Supplied entries:
BEGIN

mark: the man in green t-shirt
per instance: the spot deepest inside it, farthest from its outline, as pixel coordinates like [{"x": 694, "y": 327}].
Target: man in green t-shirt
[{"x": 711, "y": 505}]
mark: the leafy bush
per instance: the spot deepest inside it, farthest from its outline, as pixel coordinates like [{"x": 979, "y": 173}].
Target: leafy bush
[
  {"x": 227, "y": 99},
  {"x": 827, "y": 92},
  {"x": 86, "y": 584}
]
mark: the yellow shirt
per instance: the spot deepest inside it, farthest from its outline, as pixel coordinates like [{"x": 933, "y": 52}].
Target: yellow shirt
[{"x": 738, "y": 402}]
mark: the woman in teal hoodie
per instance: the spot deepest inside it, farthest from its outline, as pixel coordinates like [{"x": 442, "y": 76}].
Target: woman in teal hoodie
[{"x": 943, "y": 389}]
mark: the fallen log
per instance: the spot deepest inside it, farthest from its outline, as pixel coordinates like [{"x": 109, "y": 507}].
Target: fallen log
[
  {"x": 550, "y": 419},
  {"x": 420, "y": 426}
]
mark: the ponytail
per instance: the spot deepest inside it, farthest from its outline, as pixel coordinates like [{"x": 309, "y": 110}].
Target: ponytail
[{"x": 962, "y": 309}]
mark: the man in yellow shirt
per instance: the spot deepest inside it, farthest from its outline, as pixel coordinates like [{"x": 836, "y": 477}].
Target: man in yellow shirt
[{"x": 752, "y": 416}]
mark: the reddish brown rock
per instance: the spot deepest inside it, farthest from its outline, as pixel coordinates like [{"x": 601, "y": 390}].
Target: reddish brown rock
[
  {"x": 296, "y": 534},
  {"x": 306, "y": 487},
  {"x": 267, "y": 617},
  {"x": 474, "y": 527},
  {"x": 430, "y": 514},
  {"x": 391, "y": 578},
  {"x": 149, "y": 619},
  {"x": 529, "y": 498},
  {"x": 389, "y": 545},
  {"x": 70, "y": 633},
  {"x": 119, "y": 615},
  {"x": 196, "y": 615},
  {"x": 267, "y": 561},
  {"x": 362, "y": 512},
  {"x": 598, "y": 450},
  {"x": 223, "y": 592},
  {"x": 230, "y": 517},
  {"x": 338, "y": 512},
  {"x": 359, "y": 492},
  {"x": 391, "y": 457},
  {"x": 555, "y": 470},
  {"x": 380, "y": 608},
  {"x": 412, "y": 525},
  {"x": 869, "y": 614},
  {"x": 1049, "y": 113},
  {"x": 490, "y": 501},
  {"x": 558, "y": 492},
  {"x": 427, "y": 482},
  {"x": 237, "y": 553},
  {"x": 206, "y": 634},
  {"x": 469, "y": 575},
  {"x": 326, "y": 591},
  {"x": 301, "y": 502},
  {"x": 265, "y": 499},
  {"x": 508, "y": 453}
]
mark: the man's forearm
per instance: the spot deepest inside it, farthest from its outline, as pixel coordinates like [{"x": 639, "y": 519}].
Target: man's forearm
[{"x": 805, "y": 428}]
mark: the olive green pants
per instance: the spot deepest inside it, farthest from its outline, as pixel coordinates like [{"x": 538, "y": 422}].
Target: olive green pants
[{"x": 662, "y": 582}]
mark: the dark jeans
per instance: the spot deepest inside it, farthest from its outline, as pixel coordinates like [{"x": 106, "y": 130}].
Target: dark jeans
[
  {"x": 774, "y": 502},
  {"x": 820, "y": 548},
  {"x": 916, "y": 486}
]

END

Aim of the exercise:
Report the number of lines in the material above holding the word "mark", without anything else.

The answer:
11